Exercise requirements
Can you write out all of the material below, word for word?

[Point labeling dataset excerpts]
%%
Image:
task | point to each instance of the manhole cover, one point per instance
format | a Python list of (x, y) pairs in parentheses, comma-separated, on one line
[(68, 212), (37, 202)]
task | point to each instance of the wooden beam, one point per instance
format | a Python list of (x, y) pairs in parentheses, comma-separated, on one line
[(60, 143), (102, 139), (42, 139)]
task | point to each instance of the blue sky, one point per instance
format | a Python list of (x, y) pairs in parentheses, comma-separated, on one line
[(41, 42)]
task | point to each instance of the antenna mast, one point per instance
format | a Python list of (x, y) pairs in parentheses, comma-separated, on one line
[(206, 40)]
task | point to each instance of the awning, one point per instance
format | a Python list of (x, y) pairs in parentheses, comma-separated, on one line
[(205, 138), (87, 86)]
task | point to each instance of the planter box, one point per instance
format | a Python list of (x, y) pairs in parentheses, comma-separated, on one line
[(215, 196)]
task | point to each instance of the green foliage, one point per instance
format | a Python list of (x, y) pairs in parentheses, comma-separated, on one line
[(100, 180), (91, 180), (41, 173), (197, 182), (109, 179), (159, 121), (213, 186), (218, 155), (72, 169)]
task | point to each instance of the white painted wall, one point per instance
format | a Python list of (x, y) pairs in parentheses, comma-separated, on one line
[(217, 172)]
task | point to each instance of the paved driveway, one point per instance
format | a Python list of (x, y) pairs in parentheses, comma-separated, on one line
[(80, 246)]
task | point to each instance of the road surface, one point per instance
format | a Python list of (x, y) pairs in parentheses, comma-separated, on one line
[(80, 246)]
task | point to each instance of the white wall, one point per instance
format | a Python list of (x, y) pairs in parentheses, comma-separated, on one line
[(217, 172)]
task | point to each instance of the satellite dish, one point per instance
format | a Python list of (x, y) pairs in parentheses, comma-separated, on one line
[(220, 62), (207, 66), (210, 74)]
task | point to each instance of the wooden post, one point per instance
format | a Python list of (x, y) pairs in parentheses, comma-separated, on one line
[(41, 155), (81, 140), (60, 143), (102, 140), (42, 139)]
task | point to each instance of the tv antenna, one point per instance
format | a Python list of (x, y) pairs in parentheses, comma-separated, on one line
%%
Task output
Image:
task | point to each instance of the manhole cover, one point per instance
format | a Python list of (x, y) pairs in parentheses, comma-separated, on one line
[(68, 212), (37, 202)]
task | point to each instance of the wooden beam, one point per instance
format | a Python list of (x, y) pairs in parentheses, comma-separated, on one line
[(60, 143), (102, 139), (42, 139)]
task | point to each instance of the blue sky, one point per instance
format | a Python list of (x, y) pairs in parentheses, comma-separated, on one line
[(41, 42)]
task | point to each instance of the antenna mast, one point per instance
format | a Python list of (x, y) pairs in parentheses, comma-separated, on one line
[(206, 40)]
task | point to each instance of the awning, one point per instance
format | a Python list of (x, y) pairs in parentheses, comma-separated, on one line
[(205, 138), (87, 86)]
task | point to each instance of the planter box, one point per instance
format | a Python list of (x, y) pairs in parentheses, comma-separated, on one line
[(215, 196)]
task | point to each instance of the green foliage, one point per instance
format | a Python list of (x, y) pairs in parentheses, comma-separated, on one line
[(100, 180), (91, 180), (41, 173), (197, 182), (109, 179), (159, 121), (213, 186), (218, 155), (72, 169)]
task | point to each instance of the white painted wall, one point per instance
format | a Python list of (x, y) pairs in parentheses, comma-separated, on one line
[(217, 172)]
task | point to each instance of the paved driveway, one point per instance
format | a Python list of (x, y) pairs in parentheses, comma-separated, on one line
[(80, 246)]
task | point to each instance of the road surface, one point per instance
format | a Python list of (x, y) pairs in parentheses, comma-separated, on one line
[(80, 246)]
task | point to each instance of the white wall, one point per instance
format | a Python list of (x, y) pairs in parentheses, comma-separated, on one line
[(217, 172)]
task | point to each instance of the satellite dish, one point per instance
format | a Python list of (x, y) pairs in parentheses, comma-separated, on one line
[(220, 62), (207, 66), (210, 74)]
task | point to each instance of the wooden post, one point per instance
format | a Python list of (x, y) pairs in parentheses, comma-separated, on one line
[(41, 155), (81, 140), (60, 143), (102, 140), (42, 139)]
task | point to each instance of the tv antenna, one point per instance
format | a Python list of (x, y) pairs in parentheses, comma-separated, on one line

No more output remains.